**How to complete this task**.
With no addition or omission, return the entries below.

**Information given**.
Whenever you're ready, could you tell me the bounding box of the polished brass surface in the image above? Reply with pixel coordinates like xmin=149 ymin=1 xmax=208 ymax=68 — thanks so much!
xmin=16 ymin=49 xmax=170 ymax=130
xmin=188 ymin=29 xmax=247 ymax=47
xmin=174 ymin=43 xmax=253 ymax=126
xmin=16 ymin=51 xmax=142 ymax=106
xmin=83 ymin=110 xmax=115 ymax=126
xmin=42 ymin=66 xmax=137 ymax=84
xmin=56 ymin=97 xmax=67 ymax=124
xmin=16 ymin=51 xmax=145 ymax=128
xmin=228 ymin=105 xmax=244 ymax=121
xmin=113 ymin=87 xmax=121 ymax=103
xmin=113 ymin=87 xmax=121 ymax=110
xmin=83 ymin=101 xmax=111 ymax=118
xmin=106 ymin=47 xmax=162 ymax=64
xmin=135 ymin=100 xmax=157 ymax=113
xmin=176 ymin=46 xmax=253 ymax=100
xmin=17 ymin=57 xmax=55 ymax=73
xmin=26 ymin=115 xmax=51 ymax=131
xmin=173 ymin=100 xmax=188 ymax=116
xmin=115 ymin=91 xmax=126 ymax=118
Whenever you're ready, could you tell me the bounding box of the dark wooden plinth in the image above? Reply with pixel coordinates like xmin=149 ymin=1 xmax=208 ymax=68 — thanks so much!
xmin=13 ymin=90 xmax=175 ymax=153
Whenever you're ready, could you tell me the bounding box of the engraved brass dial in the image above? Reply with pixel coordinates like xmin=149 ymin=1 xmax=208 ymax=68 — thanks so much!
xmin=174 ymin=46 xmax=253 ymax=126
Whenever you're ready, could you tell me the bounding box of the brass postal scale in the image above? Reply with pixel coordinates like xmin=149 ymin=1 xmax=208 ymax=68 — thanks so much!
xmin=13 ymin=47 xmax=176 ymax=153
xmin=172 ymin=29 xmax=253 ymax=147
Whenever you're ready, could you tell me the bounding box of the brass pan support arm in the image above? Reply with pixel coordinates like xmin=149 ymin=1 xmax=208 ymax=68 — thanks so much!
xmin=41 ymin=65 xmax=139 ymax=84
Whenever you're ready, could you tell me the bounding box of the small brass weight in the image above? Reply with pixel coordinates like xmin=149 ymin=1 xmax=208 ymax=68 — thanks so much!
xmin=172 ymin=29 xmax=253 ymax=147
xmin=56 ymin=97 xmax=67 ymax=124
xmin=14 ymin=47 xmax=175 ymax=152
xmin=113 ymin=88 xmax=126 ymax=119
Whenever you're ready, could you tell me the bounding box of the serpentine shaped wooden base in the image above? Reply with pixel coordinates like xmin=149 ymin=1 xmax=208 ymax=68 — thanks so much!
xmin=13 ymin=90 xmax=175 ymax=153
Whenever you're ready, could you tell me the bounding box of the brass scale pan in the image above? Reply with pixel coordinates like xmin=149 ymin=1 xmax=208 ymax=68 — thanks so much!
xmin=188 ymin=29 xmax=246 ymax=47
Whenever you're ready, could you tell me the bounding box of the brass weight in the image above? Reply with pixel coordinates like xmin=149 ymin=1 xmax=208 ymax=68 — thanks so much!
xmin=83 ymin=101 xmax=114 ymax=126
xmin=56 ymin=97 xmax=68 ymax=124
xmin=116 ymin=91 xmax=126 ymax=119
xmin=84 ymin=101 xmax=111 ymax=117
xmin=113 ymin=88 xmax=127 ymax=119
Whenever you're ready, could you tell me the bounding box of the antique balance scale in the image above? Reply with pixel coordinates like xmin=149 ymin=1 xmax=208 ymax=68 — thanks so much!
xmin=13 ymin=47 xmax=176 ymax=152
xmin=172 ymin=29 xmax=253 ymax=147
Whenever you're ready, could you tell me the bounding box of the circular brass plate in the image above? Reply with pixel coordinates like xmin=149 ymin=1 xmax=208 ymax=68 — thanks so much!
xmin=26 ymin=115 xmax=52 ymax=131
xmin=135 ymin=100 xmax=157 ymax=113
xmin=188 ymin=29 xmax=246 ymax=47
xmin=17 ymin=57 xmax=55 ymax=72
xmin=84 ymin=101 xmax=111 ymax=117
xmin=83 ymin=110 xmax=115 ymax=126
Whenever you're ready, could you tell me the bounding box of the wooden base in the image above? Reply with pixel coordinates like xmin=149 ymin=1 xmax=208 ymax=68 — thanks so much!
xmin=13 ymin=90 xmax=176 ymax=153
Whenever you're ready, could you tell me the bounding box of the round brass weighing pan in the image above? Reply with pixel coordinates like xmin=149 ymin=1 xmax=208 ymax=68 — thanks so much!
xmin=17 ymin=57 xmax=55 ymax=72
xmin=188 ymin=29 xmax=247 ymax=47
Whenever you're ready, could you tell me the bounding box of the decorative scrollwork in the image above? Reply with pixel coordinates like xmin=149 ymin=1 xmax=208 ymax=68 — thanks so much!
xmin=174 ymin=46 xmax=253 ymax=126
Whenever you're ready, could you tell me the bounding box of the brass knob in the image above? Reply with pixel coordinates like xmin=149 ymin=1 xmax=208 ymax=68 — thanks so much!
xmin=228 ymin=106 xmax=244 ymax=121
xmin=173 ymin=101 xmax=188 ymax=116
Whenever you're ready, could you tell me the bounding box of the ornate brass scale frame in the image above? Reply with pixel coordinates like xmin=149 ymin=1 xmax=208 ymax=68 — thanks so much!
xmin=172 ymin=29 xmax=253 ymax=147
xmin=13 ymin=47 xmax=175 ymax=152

**Exercise output**.
Whenever you're ready, could you tell me the bounding box of the polished brass surface in the image above? Reply with pixel coordinates like xmin=149 ymin=1 xmax=208 ymax=68 — thanks so much!
xmin=16 ymin=49 xmax=170 ymax=130
xmin=188 ymin=29 xmax=247 ymax=47
xmin=174 ymin=43 xmax=253 ymax=126
xmin=16 ymin=51 xmax=142 ymax=106
xmin=83 ymin=110 xmax=115 ymax=126
xmin=42 ymin=66 xmax=137 ymax=84
xmin=56 ymin=97 xmax=67 ymax=124
xmin=16 ymin=51 xmax=145 ymax=128
xmin=228 ymin=105 xmax=244 ymax=121
xmin=113 ymin=87 xmax=121 ymax=103
xmin=113 ymin=87 xmax=121 ymax=110
xmin=83 ymin=101 xmax=111 ymax=118
xmin=106 ymin=47 xmax=162 ymax=64
xmin=135 ymin=100 xmax=157 ymax=113
xmin=176 ymin=46 xmax=253 ymax=100
xmin=17 ymin=57 xmax=55 ymax=73
xmin=26 ymin=115 xmax=51 ymax=131
xmin=173 ymin=100 xmax=188 ymax=116
xmin=115 ymin=91 xmax=126 ymax=118
Whenever you're ready, could you tell me the bounding box of the dark wooden plinth in the image above? Reply with pixel coordinates like xmin=149 ymin=1 xmax=208 ymax=68 — thanks so much!
xmin=13 ymin=90 xmax=175 ymax=153
Whenever you're ready, could you tell me the bounding box of the engraved brass dial in the image above? Reply with pixel coordinates like xmin=149 ymin=1 xmax=208 ymax=68 — thanks so much!
xmin=174 ymin=46 xmax=253 ymax=126
Whenever you're ready, could you tell me the bounding box of the brass postal scale in the image above? Reply with pixel coordinates like xmin=149 ymin=1 xmax=208 ymax=68 — thanks so much!
xmin=13 ymin=47 xmax=176 ymax=153
xmin=172 ymin=29 xmax=253 ymax=147
Whenever you're ready, could you tell me the bounding box of the brass pan support arm in the image above? Reply with pixel coordinates like xmin=149 ymin=1 xmax=208 ymax=68 — thanks so much!
xmin=41 ymin=65 xmax=139 ymax=84
Whenever you're ready, could you tell me the bounding box of the small brass weight in the image above? Reply with pixel coordinates like xmin=149 ymin=1 xmax=208 ymax=68 — thanks so much!
xmin=172 ymin=29 xmax=253 ymax=147
xmin=56 ymin=97 xmax=67 ymax=124
xmin=14 ymin=47 xmax=175 ymax=152
xmin=113 ymin=88 xmax=126 ymax=119
Whenever you're ready, could you tell me the bounding box of the serpentine shaped wooden base in the image above? Reply with pixel coordinates like xmin=149 ymin=1 xmax=208 ymax=68 — thanks so much!
xmin=13 ymin=90 xmax=175 ymax=153
Whenever you're ready, could you tell me the bounding box of the brass scale pan in the image above? Reply with pixel coordinates like xmin=149 ymin=1 xmax=208 ymax=68 — thanks so much!
xmin=188 ymin=29 xmax=246 ymax=47
Whenever you're ready, could you tell me the bounding box of the brass weight in the image above? Reply with pixel coordinates like xmin=149 ymin=1 xmax=208 ymax=68 — thanks so much!
xmin=83 ymin=101 xmax=114 ymax=126
xmin=56 ymin=97 xmax=68 ymax=124
xmin=116 ymin=91 xmax=126 ymax=119
xmin=84 ymin=101 xmax=111 ymax=117
xmin=113 ymin=88 xmax=127 ymax=119
Whenever you're ready, could you tell me the bounding box of the antique balance scale in the image above? Reply with pixel coordinates like xmin=149 ymin=1 xmax=208 ymax=68 — thanks so much!
xmin=13 ymin=47 xmax=176 ymax=152
xmin=172 ymin=29 xmax=253 ymax=147
Whenever you're ready, could you tell me the bounding box of the circular brass plate in the image above? Reply with pixel coordinates like xmin=149 ymin=1 xmax=208 ymax=68 — thanks so much!
xmin=26 ymin=115 xmax=52 ymax=131
xmin=135 ymin=100 xmax=157 ymax=113
xmin=188 ymin=29 xmax=246 ymax=47
xmin=17 ymin=57 xmax=55 ymax=72
xmin=84 ymin=101 xmax=111 ymax=117
xmin=83 ymin=110 xmax=115 ymax=126
Whenever you're ready, could you tell me the bounding box of the wooden base in the image above? Reply with pixel coordinates like xmin=149 ymin=1 xmax=208 ymax=68 — thanks so much!
xmin=13 ymin=90 xmax=176 ymax=153
Whenever you're ready, could you tell me the bounding box of the round brass weighing pan in the image above? Reply with pixel coordinates like xmin=149 ymin=1 xmax=208 ymax=68 — thanks so much!
xmin=17 ymin=57 xmax=55 ymax=72
xmin=188 ymin=29 xmax=247 ymax=47
Whenever you're ready, could you tell me the bounding box of the decorative scrollwork in the image above? Reply with pixel coordinates like xmin=149 ymin=1 xmax=208 ymax=68 — thanks so much!
xmin=174 ymin=46 xmax=253 ymax=126
Whenever you're ready, could you tell me the bounding box of the brass knob in the image above? Reply with pixel coordinates like xmin=149 ymin=1 xmax=208 ymax=68 — thanks so much!
xmin=228 ymin=106 xmax=244 ymax=121
xmin=173 ymin=101 xmax=188 ymax=116
Whenever you're ready, could you tell me the bounding box of the ornate brass scale frame in the image above? Reply with pixel coordinates like xmin=149 ymin=1 xmax=208 ymax=68 — thanks so much!
xmin=172 ymin=29 xmax=253 ymax=147
xmin=13 ymin=47 xmax=175 ymax=152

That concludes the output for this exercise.